### Text passage:

§ §

Search the summaries below for articles on many aspects of Small Animal Health including general health issues, genetic disease and infectious disease. Click on 'Read more' for detailed articles or browse the books in our online book resource.

Disease Prevention in Pet Rabbits

Category:
Small Animal Health Articles
Author(s):
West Australian Rabbit Council (Inc)
A rabbit is a hardy animal and rarely becomes ill. In Australia there are two diseases that rabbits can contract. These are Rabbit Calicivirus (RCD) and Myxomatosis.

Rabbit Calicivirus (RCD) accidentally escaped from a quarantine research area in 1995. It is a virus that is spread by rabbit to rabbit contact or by vectors. Rabbits with RCD die within 30-40 hours after infection. There is no treatment. A rabbit can be protected from RCD by a yearly vaccination. A rabbit can be vaccinated once it is ten weeks old. If a rabbit is vaccinated before ten weeks it will require a booster vaccination at 10 - 12 weeks. Your vet will be able to give your rabbit its vaccination but it is a good idea to shop around as prices vary between vets. It is also a good idea to screen your rabbit's hutch to prevent access by flies, mosquitoes etc. and preventing contact with wild rabbits and unvaccinated rabbits.

Rabbits can be infected by Myxomatosis which is a viral infection spread by biting insects such as fleas and mosquitoes. A rabbit that is infected with this disease can rarely be saved and should be euthanased to prevent it suffering a horrible death. The first signs of Myxomatosis are running and swollen eyes, swollen ears and face. Prevention, in this case, is much better than cure. Placing fly wire over the cage to prevent mosquitoes biting the rabbit is an excellent preventative measure. If a rabbit is infected it should be isolated from other rabbits. In Australia, the Myxomatosis vaccination is not available.

Diarrhoea is a common problem in rabbits. A change in diet, stress or sometimes sudden weather changes may cause it. Mild Diarrhoea can be treated with strawberry leaves, rose leaves and raspberry cordial. Be sure the leaves have not been sprayed with any toxic chemicals. Natural yoghurt (containing live culture) helps restore the balance in the gastric system and antidiarrhoeals (such as Kaomagma) can be used.

Another problem that can occur is a condition we call "flopsy". The rabbit suddenly, over a couple of hours, becomes completely floppy and unable to move. This appears to be caused by a lack of Vitamin E in the food. This seems to occur most frequently in spring when the green foods and cereals have been stored since the previous harvest. If treated promptly these rabbits usually survive. Mix crushed vitamin E tablets in natural yoghurt and feed to the rabbit - by syringe if necessary. Prop the rabbit up in a box and give this mixture frequently over the next few days. The rabbit should make a slow recovery over a couple of days although it is often possible to see a marked improvement in a couple of hours. Unprocessed wheat germ is a great natural source of Vitamin E and can be sprinkled over the rabbit's food as a preventative measure.

Ear canker (ear mite) is another problem. A very small mite usually causes this. When infected the ear can become warm and swollen and crusty scabs can be seen inside the ear. The rabbit may be constantly shaking his head or trying to scratch his ears. Ear mite are contagious and the infected rabbit should be separated from other rabbits. The scabs need to be gently soaked using cooking oil and removed. Oil should be instilled in the ear once a day for several days and then again after a week. Special ear canker drops can be obtained from vets or stockfeeders if you prefer.

§ §

### Available data:
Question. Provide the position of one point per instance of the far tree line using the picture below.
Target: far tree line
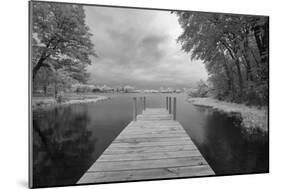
(234, 49)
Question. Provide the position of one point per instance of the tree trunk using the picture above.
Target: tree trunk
(229, 78)
(237, 64)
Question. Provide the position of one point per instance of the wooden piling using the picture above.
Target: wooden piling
(141, 105)
(135, 108)
(167, 105)
(144, 103)
(175, 108)
(170, 105)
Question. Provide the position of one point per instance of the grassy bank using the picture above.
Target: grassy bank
(252, 117)
(67, 99)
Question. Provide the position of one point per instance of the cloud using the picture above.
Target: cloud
(138, 47)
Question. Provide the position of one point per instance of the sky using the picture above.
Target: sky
(139, 48)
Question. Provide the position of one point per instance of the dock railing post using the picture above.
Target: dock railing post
(175, 108)
(141, 105)
(167, 106)
(170, 105)
(144, 103)
(135, 109)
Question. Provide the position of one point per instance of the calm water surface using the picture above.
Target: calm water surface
(68, 140)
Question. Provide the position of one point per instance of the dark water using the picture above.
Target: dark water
(68, 140)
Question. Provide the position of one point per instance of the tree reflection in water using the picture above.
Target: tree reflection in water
(231, 148)
(62, 146)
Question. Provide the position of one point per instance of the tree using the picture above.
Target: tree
(60, 39)
(229, 46)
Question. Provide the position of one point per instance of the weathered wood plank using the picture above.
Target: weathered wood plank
(145, 174)
(147, 156)
(147, 164)
(154, 146)
(145, 149)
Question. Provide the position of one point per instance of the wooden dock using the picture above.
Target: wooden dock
(152, 146)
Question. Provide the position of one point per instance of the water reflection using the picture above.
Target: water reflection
(232, 149)
(68, 140)
(61, 146)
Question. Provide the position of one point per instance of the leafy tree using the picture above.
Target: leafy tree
(60, 39)
(234, 49)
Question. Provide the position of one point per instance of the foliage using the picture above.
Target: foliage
(201, 90)
(61, 44)
(234, 49)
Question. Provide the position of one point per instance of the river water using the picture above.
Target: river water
(68, 140)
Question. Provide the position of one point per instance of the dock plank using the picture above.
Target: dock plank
(152, 147)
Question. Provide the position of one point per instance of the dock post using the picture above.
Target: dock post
(141, 105)
(170, 105)
(175, 108)
(167, 105)
(135, 109)
(144, 103)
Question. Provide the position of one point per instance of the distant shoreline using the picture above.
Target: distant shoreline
(49, 102)
(252, 117)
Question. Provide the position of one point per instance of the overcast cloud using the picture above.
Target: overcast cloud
(138, 47)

§ §

### To do:
Summarize the rabbit disease prevention article in three sentences.

### Exercise solution:
In Australia rabbits can contract two diseases, Rabbit Calicivirus (RCD) and Myxomatosis. RCD can be prevented with a yearly vaccination, but no Myxomatosis vaccination is available there, and screening the hutch or covering the cage with fly wire against insects is recommended against both. Diarrhoea may be caused by a change in diet, stress or sudden weather changes and can be treated with strawberry or rose leaves, raspberry cordial, natural yoghurt and antidiarrhoeals; "flopsy," which appears to be caused by a lack of Vitamin E, is treated with crushed vitamin E tablets in yoghurt; and ear canker, usually caused by a small mite, calls for separating the rabbit, soaking off the scabs with cooking oil and instilling oil in the ear.